Could you set down exactly the lines of the data below, starting at the one that holds "Target: donkey's head" and ending at the one that holds "Every instance of the worn", both included, and only those?

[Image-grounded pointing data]
━━━━━━━━━━━━━━━━━━━━━━━━━━━━━━
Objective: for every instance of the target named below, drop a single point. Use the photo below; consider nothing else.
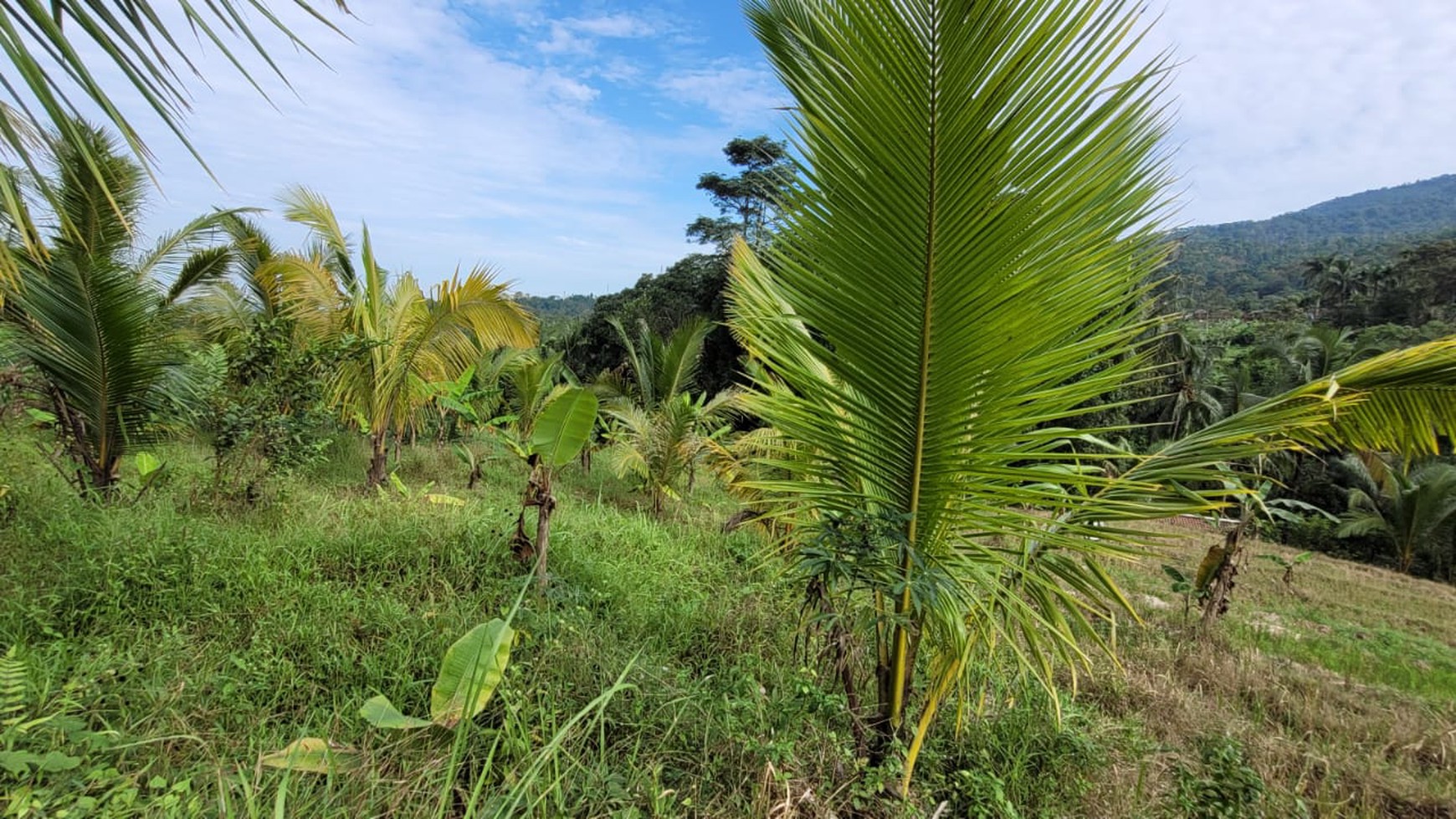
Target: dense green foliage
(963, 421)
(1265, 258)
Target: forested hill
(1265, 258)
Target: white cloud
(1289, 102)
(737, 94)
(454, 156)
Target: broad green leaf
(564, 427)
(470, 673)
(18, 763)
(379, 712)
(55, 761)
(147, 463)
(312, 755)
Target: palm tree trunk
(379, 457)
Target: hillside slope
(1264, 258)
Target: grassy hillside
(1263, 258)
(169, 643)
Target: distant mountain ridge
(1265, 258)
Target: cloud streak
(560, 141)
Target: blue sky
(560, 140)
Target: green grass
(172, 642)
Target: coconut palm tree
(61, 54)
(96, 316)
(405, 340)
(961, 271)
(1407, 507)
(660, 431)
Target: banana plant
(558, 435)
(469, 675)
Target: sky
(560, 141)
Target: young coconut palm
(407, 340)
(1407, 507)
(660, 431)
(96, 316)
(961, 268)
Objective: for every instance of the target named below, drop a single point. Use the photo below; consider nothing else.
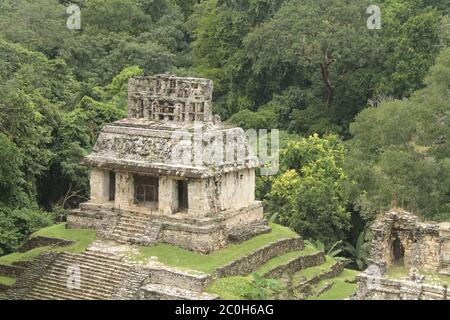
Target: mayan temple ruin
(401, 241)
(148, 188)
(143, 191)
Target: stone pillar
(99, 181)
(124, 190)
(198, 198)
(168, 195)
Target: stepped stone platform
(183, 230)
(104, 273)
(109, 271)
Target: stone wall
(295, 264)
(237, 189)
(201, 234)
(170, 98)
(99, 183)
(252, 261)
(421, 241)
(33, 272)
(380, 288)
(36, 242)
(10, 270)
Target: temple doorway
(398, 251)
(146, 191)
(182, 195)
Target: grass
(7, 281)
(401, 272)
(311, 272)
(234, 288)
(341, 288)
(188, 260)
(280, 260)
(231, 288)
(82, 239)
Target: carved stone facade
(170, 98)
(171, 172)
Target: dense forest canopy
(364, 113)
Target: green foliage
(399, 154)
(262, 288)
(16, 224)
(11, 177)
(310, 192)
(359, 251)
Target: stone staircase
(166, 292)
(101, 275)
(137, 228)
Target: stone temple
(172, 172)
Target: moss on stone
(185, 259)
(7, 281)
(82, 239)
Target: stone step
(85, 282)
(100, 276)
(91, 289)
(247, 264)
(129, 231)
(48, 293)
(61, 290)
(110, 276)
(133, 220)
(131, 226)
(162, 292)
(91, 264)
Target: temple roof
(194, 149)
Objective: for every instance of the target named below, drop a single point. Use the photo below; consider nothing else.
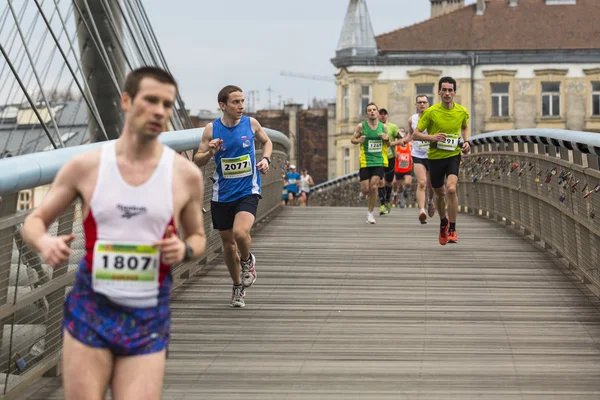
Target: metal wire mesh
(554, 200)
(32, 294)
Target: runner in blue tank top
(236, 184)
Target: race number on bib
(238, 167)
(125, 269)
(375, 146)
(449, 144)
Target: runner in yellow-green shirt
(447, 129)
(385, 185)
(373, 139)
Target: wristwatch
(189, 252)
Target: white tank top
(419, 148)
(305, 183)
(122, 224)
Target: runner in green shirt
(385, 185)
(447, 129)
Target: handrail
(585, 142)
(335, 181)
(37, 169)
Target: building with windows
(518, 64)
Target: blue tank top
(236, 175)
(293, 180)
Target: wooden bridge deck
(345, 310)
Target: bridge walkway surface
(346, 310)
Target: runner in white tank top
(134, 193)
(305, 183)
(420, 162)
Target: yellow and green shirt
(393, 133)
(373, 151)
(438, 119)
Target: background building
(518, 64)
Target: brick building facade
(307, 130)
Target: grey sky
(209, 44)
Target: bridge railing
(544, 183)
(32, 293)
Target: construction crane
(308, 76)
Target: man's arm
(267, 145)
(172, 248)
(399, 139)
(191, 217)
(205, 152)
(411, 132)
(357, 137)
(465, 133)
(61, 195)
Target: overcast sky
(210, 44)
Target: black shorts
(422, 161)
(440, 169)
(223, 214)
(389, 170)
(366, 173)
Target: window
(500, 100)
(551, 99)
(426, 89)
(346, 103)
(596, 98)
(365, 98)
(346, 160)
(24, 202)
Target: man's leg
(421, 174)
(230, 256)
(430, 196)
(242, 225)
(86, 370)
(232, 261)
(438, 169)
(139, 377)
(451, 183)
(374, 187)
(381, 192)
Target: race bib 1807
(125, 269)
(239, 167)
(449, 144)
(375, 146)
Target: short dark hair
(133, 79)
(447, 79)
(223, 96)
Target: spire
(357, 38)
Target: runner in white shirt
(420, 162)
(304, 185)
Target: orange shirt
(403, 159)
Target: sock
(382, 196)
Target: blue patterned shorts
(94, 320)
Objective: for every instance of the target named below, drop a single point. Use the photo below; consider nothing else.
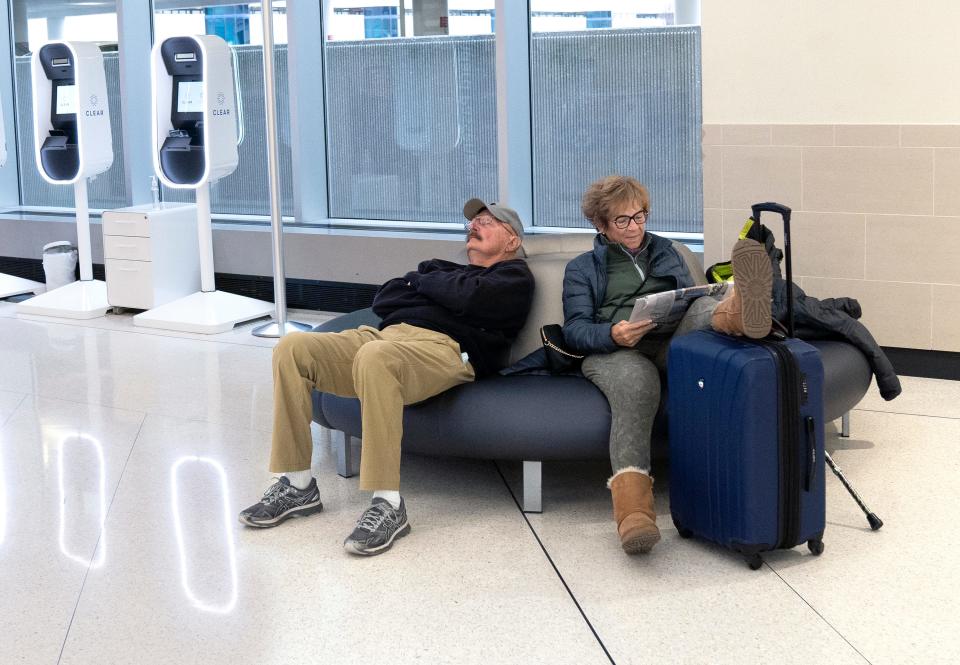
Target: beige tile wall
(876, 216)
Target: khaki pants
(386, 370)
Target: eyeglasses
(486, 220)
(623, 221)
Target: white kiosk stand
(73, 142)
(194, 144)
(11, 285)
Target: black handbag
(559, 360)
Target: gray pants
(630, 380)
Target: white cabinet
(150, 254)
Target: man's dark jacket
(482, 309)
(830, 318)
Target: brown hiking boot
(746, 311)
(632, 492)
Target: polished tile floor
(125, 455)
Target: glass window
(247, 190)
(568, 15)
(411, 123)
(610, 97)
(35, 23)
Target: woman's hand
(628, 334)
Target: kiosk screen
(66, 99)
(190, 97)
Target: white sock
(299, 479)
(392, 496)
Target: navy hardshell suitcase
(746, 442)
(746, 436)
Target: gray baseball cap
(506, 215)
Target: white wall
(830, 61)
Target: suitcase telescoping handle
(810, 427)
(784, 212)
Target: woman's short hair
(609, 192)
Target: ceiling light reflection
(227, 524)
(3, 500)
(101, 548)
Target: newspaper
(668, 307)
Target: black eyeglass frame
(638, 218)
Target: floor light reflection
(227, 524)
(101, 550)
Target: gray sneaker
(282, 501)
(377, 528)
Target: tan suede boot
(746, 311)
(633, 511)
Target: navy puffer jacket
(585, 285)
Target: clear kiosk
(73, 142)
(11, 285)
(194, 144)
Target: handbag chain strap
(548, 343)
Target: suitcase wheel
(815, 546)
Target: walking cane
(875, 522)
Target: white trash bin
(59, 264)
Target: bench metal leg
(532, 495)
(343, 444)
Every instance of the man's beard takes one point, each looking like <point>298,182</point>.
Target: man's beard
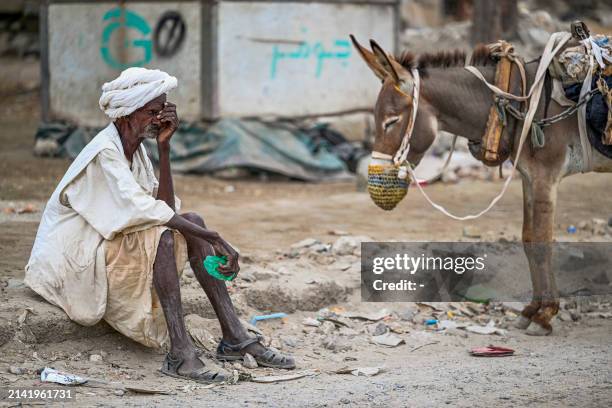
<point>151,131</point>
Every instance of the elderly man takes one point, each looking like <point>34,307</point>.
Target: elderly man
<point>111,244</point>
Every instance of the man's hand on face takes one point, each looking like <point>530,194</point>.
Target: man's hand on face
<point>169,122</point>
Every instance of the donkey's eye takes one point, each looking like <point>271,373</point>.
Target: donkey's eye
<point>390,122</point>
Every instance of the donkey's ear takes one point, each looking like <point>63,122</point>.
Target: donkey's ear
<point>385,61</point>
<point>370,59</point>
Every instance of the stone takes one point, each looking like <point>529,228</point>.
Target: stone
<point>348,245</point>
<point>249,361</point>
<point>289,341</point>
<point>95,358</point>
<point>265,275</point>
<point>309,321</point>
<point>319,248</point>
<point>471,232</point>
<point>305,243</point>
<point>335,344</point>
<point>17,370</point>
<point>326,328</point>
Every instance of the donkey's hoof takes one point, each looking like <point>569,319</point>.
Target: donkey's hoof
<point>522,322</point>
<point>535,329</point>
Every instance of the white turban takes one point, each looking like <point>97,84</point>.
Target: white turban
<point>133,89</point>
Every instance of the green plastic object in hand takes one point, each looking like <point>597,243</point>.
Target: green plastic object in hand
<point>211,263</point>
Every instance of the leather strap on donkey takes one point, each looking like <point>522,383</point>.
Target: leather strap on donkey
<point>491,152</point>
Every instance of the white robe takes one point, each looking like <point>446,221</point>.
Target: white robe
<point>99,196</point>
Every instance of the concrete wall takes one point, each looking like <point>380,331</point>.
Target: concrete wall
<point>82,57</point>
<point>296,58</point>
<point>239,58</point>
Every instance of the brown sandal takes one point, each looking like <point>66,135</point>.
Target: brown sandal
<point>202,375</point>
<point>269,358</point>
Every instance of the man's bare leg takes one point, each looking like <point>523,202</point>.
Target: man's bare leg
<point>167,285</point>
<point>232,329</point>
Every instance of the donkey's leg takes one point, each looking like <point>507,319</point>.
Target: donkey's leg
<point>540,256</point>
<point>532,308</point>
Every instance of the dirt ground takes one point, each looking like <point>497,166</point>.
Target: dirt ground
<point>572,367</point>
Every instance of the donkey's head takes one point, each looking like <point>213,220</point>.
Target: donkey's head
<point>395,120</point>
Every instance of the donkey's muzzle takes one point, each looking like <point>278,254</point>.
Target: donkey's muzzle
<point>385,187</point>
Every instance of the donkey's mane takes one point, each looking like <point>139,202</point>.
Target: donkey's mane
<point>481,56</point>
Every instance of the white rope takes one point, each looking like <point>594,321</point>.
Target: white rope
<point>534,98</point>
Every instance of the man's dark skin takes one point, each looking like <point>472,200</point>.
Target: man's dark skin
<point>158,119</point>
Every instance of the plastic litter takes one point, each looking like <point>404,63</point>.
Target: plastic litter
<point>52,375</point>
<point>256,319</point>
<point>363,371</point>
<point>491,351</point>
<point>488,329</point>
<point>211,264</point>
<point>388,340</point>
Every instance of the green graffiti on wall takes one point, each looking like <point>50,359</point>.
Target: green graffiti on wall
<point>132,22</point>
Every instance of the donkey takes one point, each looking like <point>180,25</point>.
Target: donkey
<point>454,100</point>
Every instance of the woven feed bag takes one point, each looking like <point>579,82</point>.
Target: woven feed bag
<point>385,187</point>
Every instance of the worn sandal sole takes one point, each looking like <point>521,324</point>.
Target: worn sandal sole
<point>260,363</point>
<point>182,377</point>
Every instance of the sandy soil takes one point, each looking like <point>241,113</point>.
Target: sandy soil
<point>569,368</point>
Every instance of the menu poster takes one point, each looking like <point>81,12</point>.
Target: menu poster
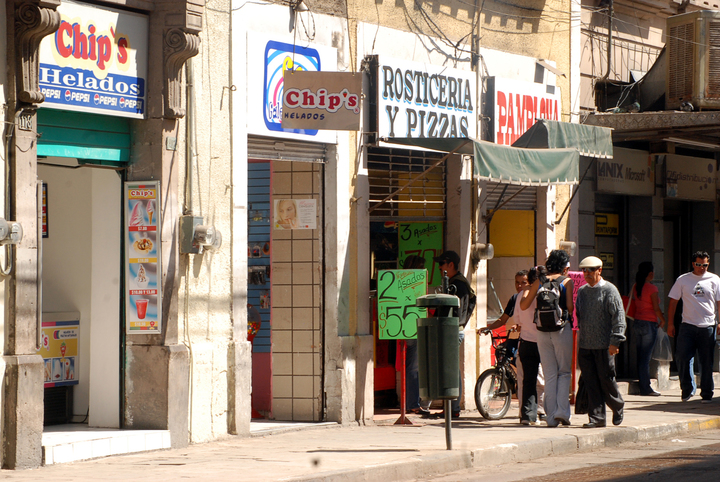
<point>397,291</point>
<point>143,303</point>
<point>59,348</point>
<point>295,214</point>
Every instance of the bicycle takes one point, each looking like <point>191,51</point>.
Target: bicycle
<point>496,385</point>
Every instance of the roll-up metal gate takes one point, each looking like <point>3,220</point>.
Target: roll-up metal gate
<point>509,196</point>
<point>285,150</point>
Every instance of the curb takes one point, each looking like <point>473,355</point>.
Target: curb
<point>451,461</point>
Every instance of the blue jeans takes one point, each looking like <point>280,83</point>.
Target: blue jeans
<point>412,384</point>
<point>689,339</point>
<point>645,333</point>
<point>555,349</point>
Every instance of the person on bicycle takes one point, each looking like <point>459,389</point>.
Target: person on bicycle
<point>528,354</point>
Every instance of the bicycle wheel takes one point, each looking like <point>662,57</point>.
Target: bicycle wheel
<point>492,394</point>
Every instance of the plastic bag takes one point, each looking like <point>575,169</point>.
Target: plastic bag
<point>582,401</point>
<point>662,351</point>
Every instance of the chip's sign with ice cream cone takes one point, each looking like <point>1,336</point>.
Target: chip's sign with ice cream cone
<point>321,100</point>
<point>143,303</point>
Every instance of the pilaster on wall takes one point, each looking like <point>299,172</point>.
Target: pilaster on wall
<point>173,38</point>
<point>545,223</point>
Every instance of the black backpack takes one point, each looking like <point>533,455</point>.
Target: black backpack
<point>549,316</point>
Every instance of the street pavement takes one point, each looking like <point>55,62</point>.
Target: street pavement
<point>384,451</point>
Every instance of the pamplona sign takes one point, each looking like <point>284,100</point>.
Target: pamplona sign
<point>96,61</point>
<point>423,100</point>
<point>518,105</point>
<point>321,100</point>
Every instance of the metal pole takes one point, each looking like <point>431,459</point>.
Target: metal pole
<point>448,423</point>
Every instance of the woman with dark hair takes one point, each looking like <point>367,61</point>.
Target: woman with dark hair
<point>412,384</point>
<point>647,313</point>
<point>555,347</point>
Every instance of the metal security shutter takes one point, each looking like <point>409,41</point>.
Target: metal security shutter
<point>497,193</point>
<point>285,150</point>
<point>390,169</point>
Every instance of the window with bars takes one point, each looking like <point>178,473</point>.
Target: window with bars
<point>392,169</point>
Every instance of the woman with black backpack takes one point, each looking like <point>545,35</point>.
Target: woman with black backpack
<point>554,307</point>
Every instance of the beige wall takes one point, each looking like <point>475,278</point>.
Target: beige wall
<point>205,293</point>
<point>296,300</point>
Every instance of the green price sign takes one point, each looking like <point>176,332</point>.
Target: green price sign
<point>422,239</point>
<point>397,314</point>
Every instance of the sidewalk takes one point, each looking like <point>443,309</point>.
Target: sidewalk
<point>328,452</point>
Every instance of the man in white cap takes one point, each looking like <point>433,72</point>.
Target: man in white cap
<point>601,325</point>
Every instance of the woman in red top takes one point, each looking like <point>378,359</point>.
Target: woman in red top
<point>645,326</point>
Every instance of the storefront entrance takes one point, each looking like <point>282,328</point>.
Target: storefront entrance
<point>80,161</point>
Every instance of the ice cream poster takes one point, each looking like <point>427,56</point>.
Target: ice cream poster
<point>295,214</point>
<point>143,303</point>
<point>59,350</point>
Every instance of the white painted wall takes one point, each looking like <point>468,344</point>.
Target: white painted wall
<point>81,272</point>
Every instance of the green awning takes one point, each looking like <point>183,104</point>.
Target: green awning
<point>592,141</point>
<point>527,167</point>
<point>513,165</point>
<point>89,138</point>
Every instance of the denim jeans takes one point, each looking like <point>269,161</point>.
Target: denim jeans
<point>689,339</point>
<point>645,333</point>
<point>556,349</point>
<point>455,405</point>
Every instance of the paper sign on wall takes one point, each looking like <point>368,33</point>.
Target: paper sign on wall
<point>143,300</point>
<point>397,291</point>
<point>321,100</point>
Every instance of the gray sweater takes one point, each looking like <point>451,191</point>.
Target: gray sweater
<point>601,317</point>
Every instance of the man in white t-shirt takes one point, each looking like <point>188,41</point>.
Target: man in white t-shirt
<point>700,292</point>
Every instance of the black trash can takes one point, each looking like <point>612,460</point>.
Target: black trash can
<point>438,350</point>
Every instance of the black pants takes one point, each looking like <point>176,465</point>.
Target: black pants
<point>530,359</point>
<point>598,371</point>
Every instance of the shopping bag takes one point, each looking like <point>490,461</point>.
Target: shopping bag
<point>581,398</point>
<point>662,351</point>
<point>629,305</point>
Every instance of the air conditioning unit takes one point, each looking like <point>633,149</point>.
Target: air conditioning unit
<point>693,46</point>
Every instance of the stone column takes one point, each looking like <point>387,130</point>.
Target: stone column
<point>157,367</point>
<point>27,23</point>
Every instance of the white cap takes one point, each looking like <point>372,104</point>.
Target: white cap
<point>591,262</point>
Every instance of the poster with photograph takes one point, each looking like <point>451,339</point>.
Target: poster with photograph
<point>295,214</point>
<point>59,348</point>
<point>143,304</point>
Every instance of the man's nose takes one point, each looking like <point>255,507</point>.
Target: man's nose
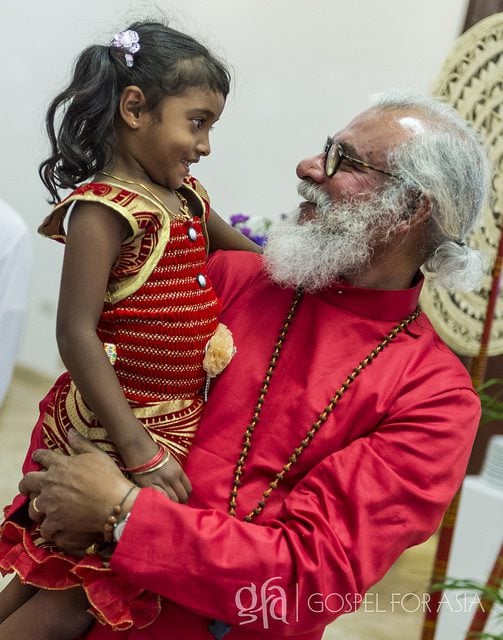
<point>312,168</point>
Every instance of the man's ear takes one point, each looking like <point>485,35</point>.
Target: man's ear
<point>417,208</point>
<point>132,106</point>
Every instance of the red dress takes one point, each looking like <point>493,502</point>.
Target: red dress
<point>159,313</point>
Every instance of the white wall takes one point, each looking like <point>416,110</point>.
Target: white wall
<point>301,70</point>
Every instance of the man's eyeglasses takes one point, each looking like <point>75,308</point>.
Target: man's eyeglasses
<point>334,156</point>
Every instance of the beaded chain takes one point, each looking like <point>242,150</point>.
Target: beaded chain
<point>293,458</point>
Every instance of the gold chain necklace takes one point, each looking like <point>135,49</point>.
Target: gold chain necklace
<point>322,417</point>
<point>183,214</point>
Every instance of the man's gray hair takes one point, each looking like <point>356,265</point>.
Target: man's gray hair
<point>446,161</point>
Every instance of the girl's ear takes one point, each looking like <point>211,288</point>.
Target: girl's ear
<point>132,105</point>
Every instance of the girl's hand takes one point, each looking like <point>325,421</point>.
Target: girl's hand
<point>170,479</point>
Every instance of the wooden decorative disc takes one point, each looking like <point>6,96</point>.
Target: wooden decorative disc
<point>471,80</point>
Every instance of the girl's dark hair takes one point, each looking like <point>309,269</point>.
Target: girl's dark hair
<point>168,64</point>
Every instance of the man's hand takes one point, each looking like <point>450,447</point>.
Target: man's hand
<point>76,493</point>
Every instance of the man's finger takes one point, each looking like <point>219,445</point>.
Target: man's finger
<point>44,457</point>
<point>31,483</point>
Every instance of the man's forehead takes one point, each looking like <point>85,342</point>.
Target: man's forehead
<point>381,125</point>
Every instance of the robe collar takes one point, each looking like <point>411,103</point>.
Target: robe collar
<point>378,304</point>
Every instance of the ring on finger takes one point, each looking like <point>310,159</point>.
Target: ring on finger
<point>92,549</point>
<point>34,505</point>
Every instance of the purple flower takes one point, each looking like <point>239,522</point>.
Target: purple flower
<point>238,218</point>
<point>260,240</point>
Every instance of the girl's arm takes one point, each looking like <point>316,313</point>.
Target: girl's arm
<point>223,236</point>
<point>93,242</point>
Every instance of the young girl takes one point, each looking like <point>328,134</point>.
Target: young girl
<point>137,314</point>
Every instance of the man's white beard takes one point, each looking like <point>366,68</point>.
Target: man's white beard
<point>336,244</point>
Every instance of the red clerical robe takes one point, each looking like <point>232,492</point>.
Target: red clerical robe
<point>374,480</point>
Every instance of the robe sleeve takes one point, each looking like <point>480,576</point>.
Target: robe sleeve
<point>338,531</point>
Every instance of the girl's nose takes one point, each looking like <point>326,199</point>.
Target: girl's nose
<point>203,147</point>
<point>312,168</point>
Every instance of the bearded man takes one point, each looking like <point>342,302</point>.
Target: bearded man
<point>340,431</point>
━━━━━━━━━━━━━━━━━━━━━━━━━━━━━━
▸ **Your response**
Target: donkey's head
<point>395,120</point>
Every instance of the donkey's muzzle takes one point, each looking like <point>278,254</point>.
Target: donkey's muzzle
<point>385,187</point>
Every instance of the donkey's mane takes one point, each looking like <point>139,202</point>.
Target: donkey's mane
<point>481,56</point>
Every instance of the white rope takes one point, each looking like <point>594,321</point>.
Target: white rope
<point>534,98</point>
Every instance of the man's dark skin takes one point, each looking like <point>472,200</point>.
Target: man's dark skin
<point>158,119</point>
Every instance of the plastic litter takes one point, each looking like <point>404,63</point>.
Target: plastic litter
<point>52,375</point>
<point>256,319</point>
<point>363,371</point>
<point>491,351</point>
<point>488,329</point>
<point>211,264</point>
<point>388,340</point>
Every instance of the green graffiti on wall takes one point, each looking like <point>50,359</point>.
Target: green graffiti on wall
<point>132,22</point>
Every instance of the donkey takes one point, each looking like <point>180,25</point>.
Target: donkey
<point>454,100</point>
Every instance of the woven feed bag takes one point, each looking like <point>579,82</point>.
Target: woven feed bag
<point>385,187</point>
Every instance of the worn sandal sole takes one point, each looking like <point>521,324</point>.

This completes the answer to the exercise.